▸ **Exercise requirements**
From the line that contains "Need: identify each instance of the front side" through the line that contains "Target: driver door", output every line of the listing below exactly and leave out all the rest.

▸ **Task material**
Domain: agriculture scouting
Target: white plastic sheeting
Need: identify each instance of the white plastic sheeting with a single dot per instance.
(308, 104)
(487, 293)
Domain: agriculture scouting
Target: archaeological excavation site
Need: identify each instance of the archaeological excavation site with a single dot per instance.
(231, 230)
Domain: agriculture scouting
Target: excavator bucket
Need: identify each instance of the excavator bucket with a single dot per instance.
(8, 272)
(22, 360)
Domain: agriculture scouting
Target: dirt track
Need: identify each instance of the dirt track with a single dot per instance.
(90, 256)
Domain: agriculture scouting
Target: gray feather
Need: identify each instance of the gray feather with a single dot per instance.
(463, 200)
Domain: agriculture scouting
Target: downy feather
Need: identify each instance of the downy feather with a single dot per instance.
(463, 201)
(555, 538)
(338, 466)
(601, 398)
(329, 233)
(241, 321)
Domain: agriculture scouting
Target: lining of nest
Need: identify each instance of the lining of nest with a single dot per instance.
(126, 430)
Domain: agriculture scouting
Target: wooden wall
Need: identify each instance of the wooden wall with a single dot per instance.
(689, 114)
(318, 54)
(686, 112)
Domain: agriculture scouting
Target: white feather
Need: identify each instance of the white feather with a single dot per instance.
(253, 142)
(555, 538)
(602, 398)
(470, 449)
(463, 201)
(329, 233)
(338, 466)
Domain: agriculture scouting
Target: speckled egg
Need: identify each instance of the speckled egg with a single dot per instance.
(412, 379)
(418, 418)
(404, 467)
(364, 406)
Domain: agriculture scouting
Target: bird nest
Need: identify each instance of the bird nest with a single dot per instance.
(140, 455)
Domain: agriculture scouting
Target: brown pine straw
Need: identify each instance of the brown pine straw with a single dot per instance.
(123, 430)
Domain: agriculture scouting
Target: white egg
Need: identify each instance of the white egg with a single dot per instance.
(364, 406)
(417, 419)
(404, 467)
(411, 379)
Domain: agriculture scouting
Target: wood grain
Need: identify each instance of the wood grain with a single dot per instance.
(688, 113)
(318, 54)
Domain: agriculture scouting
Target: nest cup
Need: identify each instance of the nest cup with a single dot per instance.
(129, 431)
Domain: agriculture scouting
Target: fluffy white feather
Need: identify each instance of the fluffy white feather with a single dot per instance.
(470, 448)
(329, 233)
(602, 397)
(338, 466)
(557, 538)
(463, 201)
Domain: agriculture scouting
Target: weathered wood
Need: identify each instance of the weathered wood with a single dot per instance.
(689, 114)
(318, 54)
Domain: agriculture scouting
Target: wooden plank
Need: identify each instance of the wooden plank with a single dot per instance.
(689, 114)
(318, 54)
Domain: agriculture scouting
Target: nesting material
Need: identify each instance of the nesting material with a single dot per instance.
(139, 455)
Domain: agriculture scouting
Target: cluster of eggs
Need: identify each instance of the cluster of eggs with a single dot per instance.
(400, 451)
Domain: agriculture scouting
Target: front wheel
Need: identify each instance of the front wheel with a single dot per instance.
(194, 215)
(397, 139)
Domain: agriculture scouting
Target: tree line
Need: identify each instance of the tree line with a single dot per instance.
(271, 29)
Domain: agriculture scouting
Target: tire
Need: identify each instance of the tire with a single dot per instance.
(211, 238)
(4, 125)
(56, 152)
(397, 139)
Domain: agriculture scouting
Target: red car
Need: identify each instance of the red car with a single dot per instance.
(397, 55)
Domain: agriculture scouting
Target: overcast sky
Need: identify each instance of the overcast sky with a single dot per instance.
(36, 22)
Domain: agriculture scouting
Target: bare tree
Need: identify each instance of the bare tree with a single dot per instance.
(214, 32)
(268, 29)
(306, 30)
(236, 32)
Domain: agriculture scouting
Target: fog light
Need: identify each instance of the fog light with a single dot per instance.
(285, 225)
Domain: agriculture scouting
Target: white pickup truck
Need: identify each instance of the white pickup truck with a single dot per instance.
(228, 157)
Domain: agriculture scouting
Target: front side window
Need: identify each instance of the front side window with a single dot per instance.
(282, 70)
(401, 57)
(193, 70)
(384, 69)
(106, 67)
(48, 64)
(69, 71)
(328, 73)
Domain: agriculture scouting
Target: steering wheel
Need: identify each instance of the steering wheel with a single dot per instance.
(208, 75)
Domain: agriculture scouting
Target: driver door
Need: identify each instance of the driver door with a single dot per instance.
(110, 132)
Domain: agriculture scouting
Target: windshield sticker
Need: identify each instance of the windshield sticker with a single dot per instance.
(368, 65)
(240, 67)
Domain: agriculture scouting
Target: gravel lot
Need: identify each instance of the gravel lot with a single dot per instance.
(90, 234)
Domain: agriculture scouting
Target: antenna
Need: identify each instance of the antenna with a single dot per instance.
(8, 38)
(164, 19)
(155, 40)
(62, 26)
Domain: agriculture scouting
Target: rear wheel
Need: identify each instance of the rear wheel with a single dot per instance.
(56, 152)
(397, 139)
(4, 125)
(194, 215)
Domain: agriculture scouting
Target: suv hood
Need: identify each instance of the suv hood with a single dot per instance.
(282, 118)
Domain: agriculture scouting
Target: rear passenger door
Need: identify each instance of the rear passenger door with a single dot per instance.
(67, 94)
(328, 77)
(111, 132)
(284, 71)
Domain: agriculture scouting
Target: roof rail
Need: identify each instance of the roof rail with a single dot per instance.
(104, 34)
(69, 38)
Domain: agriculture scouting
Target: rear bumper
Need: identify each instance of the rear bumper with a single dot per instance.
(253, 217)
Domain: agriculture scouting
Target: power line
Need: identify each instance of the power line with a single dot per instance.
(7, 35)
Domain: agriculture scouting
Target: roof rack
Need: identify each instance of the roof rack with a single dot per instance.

▸ **Answer box**
Need: identify each instance of the front side window with a single dot per instance.
(282, 70)
(401, 57)
(193, 70)
(384, 69)
(106, 67)
(48, 64)
(69, 71)
(328, 73)
Domain: agriculture scouting
Target: steering wheel
Need: identify each instance of the steering wheel with a single dot per instance.
(208, 75)
Domain: agriculture scouting
Target: driver door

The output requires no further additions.